◆ REQUIREMENTS ◆
1. In the post about the EEOC and the NLRB, on what date did the writer file a first NLRB charge against Apple?
2. Reproduce a passage from the post about the EEOC and the NLRB word for word, starting at the words "You look to" and ending after the words "named Bryan Hoss.".

You look to the government agency as an institution of democracy. You think, surely when it comes to individual employee/employer disputes, the government will look out for employee rights.
The U.S. Equal Employment Opportunity Commission, Part I
I’ve been wanting to write a piece on this for a while. I knew I need to, because I’ve seen so much corruption and so far all the journalists I’ve talked to about it end up having any potential articles about it killed by them, their editors, or the execs. [Side note: Apple’s influence/tyranny over the press is another topic deserving its own treatise.]
A couple of weeks ago I saw something on LinkedIn that is now burned into my mind and forced me to prioritize taking the time to document all of this. I discovered the profile of a man named Bryan Hoss.
Hoss’ “headline” on LinkedIn was “Employee Relations @ Apple | Former EEOC Supervisory Investigator.”
I had to look again and confirm I wasn’t mistaken. There it was, clear as day. Ok, I thought, well maybe he worked at EEOC a long time ago. I scrolled down. Nope. He joined Apple as a “Corporate Employee Relations Business Partner” in November 2021. Directly before that he was an US EEOC “Supervisory Investigator” for three years, and before that a “Senior Investigator” and “Investigator for another four years, even serving on committees on behalf of the EEOC. Hoss’ most recent title was “Intake Supervisor for the San Francisco District Office,” which would have included the San Jose office and local Apple cases. An EEOC press release in 2019 noted Hoss had personally investigated a case, so he was actively investigating cases.
I had filed a charge with the US EEOC against Apple in August 2021, but at that point I was planning to sue Apple in court. Before you can sue under EEOC governed statutes, you need a “right to sue” letter from the EEOC. I submitted my charge, completed the interview, and received my letter. However, I later decided that based on previous horror stories, I wanted to be no where near Apple in a court room. So, I dropped the employment discrimination case & simply tweet about the inappropriate, discriminatory, illegal, & abusive conduct towards me instead. It’s also cited in my other complaints as well, since Apple was supposedly “investigating” these complaints when they fired me. Spoiler alert, instead of investigating my complaints, Apple was investigating me.
As of November 2021, Hoss now works on the same Apple employee relations team that retaliated against me to the point of violating federal corruption statues (SOX/Enron).
Hoss likely already applied for a position with Apple when he would have triaged and supervised my EEOC complaint against the very company he was seeking a employment at. In the words of John Oliver, cool.
We’ll come back to Hoss in a moment.
The U.S. National Labor Review Board
I filed my first NLRB charge against Apple on August 26 2021. I received a letter confirming my case and within a few days an NLRB investigator reached out. He took my first affidavit on September 10 — the day after Apple fired me. At the beginning, I didn’t know much about the NLRB or NLRA. However my investigator was frequently saying things that did not sit well with me.
For example, my NLRB investigator refused to allow me to provide any evidence or witnesses in my case. He told me previous Big Tech cases had been ruined when employees provided evidence and the company then claimed that evidence was confidential. So, he told me, only Apple gets to provide evidence. I’m was in law school. I knew this was an insane thing for him to say.
I cannot explain why I didn’t immediately escalate.

◆ GIVEN RECORDS ◆
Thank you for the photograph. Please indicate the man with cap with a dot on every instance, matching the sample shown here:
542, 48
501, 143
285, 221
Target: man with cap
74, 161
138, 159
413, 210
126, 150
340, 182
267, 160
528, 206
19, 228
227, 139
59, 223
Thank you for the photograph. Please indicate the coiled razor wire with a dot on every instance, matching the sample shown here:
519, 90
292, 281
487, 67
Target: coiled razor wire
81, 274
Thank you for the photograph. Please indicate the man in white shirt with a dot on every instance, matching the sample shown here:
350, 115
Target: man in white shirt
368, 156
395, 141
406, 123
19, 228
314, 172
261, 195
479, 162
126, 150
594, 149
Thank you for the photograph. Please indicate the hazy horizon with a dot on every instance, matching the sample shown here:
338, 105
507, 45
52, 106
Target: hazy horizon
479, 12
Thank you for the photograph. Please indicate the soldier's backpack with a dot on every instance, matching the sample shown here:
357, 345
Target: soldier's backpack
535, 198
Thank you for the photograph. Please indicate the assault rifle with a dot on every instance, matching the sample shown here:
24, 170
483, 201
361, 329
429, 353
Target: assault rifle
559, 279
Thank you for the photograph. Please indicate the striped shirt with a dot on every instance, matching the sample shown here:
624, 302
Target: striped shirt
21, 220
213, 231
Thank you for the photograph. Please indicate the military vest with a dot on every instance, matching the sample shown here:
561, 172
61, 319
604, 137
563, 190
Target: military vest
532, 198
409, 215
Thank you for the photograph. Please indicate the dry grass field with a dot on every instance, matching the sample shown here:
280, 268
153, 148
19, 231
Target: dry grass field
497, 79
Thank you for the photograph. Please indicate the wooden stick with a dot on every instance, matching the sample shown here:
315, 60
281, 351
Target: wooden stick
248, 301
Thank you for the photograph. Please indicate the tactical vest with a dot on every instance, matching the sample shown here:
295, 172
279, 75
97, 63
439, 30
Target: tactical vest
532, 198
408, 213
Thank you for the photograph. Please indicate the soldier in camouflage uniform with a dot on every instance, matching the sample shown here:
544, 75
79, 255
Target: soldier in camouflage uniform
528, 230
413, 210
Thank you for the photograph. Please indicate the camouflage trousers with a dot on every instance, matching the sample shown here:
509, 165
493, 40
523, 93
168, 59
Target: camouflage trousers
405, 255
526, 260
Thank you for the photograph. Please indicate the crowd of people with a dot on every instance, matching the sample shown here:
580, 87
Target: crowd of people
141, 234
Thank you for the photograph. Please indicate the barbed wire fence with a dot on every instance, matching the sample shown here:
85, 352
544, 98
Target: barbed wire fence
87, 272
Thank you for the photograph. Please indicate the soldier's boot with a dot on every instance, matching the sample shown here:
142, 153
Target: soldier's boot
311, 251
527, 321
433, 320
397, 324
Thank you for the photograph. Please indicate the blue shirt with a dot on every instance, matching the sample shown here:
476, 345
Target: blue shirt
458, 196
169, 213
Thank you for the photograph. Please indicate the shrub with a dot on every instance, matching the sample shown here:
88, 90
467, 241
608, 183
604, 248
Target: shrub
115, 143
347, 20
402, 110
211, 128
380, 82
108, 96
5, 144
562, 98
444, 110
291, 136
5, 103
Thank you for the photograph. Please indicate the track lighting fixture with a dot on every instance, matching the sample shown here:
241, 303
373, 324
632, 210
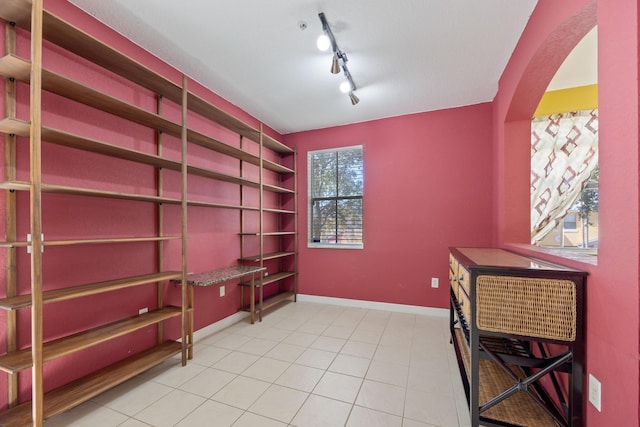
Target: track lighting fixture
339, 59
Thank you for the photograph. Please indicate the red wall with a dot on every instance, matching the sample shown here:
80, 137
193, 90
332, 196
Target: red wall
427, 181
612, 286
213, 239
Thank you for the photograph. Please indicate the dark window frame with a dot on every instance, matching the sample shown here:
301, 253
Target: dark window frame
336, 193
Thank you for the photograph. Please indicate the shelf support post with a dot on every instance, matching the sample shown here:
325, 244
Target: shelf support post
37, 391
187, 291
10, 216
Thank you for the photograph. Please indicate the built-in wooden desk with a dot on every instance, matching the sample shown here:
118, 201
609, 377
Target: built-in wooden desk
212, 277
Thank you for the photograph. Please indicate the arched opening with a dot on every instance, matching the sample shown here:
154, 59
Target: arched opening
537, 73
564, 157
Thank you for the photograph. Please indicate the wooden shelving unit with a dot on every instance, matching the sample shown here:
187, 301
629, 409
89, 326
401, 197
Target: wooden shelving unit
282, 263
276, 185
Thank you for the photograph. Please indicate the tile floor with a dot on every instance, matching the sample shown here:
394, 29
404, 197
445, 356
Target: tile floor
306, 364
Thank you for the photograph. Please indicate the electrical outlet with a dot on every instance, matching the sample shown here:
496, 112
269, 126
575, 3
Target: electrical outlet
595, 396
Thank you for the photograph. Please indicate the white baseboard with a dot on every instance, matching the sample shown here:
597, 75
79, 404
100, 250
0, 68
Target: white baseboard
373, 305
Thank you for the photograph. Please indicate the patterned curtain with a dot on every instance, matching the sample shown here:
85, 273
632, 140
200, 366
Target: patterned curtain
564, 153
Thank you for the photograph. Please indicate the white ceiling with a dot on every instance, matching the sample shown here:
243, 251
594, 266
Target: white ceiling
405, 56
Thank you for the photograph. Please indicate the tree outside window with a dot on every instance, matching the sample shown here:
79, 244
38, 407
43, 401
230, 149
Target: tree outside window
335, 197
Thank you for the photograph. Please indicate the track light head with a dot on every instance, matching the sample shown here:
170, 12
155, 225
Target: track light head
335, 65
323, 42
354, 99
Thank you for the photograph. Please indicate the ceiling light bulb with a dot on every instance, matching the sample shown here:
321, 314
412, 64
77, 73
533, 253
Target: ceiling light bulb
323, 42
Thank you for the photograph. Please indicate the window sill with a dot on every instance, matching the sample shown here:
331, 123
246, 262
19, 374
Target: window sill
330, 246
586, 256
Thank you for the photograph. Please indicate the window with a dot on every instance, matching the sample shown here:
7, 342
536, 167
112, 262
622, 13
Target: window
335, 198
570, 222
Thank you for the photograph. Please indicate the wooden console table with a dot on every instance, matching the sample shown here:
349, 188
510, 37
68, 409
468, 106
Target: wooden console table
516, 321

◆ RESPONSES ◆
1. August 26 2021

2.
You look to the government agency as an institution of democracy. You think, surely when it comes to individual employee/employer disputes, the government will look out for employee rights.
The U.S. Equal Employment Opportunity Commission, Part I
I’ve been wanting to write a piece on this for a while. I knew I need to, because I’ve seen so much corruption and so far all the journalists I’ve talked to about it end up having any potential articles about it killed by them, their editors, or the execs. [Side note: Apple’s influence/tyranny over the press is another topic deserving its own treatise.]
A couple of weeks ago I saw something on LinkedIn that is now burned into my mind and forced me to prioritize taking the time to document all of this. I discovered the profile of a man named Bryan Hoss.